» **The task**
Extract the stretch from "How to acces" through "the following architecture." in the pipeline simulator assignment below, copying it word for word.

» **Excerpted text**
+--

CS4290/CS6290HPCA

School of computer science

Georgia Institute of Technology

CS6290HPCA Fall 2011

Assignment #1
Program due: Tuesday (9/6) 6:00 pm T-square, Report (9/8) class (hardcopy)
Hyesoon Kim, Instructor

This is an individual assignment. You can discuss this assignment with other classmates but you should do your assignment individually. Please follow the submission instructions. If you do not follow the submission file names, you will not receive the full credit. Please check the class homepage to see the latest update. Your code must run on jinx-login.cc.gatech.edu with g++4.1.

How to acces Jinx and use it . Please use the same id as T-square and the same password to access the system.

Part 1: Building a Simulator (80%)

Introduction
In this assignment, you will implement a simple one-wide in-order 5 stage pipeline trace driven simulator. We provide a simulator frame to help your assignment. Your job is to complete the simulator to simulate the following architecture.

Descriptions of the pipeline

This is a simple in order 5-Stage pipeline processor. The simulator executes RISC type ops which are defined at sim.h file.

The major features of each pipeline are as follows:

FE_stage: it accesses the I-cache and it reads an op (instruction) from a trace file.

ID_stage: It reads the register file. If source register files are not ready, there should be a pipeline stall. If an instruction is a control flow instruction, the FE_stage stalls until the branch instruction forwards the target address at the MEM-stage.

EX_stage: Instructions are executed here. If an instruction takes more than one cycle, (there is the get_op_latency function to check the latency of each instruction), the FE_stage, and ID_stage should stall.

MEM_stage: It accesses the d-cache. The branch target address is forwarded at this stage.

+--

» **Material**
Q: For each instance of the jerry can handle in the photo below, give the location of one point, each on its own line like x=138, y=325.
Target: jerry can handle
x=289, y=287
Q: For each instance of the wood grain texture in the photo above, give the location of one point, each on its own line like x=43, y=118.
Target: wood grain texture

+--

» **Completed task**
How to acces Jinx and use it . Please use the same id as T-square and the same password to access the system.

Part 1: Building a Simulator (80%)

Introduction
In this assignment, you will implement a simple one-wide in-order 5 stage pipeline trace driven simulator. We provide a simulator frame to help your assignment. Your job is to complete the simulator to simulate the following architecture.